YOUR TASK -
From the article on Elisabeth von Lahnstein, list every character identified as her daughter, her stepson, or a niece she raises, with each one's relation to her.

ARTICLE -
— START —

Elisabeth von Lahnstein (divorced Brandner and widowed Ryan) is a fictional character from the German soap opera Verbotene Liebe, portrayed by Martina Servatius. The character made her first appearance on 2 August 1999. After several guest appearances, Servatius became part of the main cast in March 2000. Elisabeth is considered to be the show's matriarch.

Creation and development
Originally planned as a short-term role, Elisabeth soon becomes the love interest for Arno Brandner. She is introduced as a strong businesswoman who takes over the cosmetic company Ryan Cosmetics after her husband's death. Elisabeth is also the mother of already established character Nina Ryan. She is a person in need of harmony and tries to solve other people's conflicts. Elisabeth marries Arno and becomes a central figure in his family. She raises Arno's nieces Jana and Nico. Another side of Elisabeth is shown when her marriage with Arno gets troubled and she starts an affair with the much younger Luke Esser. Arno and Elisabeth overcome their differences but their marriage is ruined when Elisabeth leaves him for Johannes von Lahnstein. As she becomes Johannes' wife, her life changes entirely. Elisabeth does always feel as much a part of the family as she did of Arno's before. After Johannes is presumed dead after his plane went down over the Atlantic ocean, Elisabeth has to fight for her place within the family and often has to face the vulgarness of her stepson Ansgar. She tries to honor her husband by trying to keep the family together. Later she marries Johannes' older brother Ludwig before losing him as well after he dies on a desert island. Because of the inner fighting in the family, her stepson Hagen forges his father's last will and names Elisabeth as new head of the family, which also makes her the CEO of Lahnstein Enterprises.

— END —

DATA SHOWN -
— START —

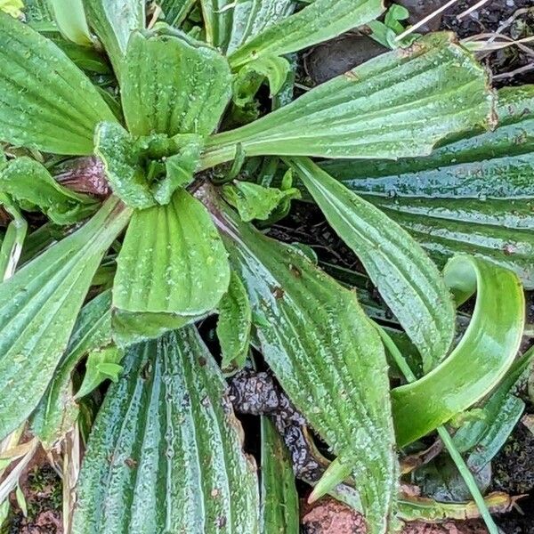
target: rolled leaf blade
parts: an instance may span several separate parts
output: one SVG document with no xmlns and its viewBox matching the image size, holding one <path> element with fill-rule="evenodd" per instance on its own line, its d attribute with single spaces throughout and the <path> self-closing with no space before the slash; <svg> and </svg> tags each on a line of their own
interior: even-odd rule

— END —

RESPONSE TO THIS EXERCISE -
- Nina Ryan: daughter
- Jana: Arno's niece, raised by Elisabeth
- Nico: Arno's niece, raised by Elisabeth
- Ansgar: stepson
- Hagen: stepson